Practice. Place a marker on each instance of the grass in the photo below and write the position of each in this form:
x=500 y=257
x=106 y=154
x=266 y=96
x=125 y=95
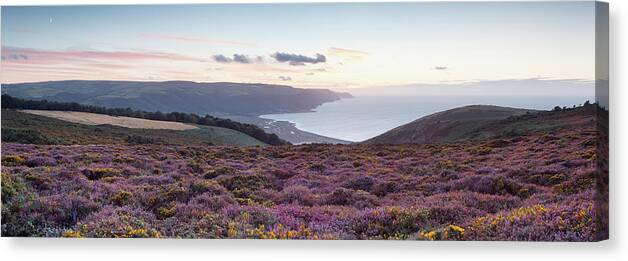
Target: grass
x=27 y=128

* [What you should do] Rewrite every line of the rows above, requests included, but multiply each x and y coordinate in the answers by 1.35 and round to whole numbers, with halves rounded up. Keep the numbers in the requests and their format samples unchanged, and leave the pictures out.

* [Solved exercise]
Practice. Place a marker on each instance of the grass in the photo below and write the position of each in this form:
x=500 y=257
x=106 y=154
x=266 y=96
x=125 y=95
Target: grass
x=36 y=173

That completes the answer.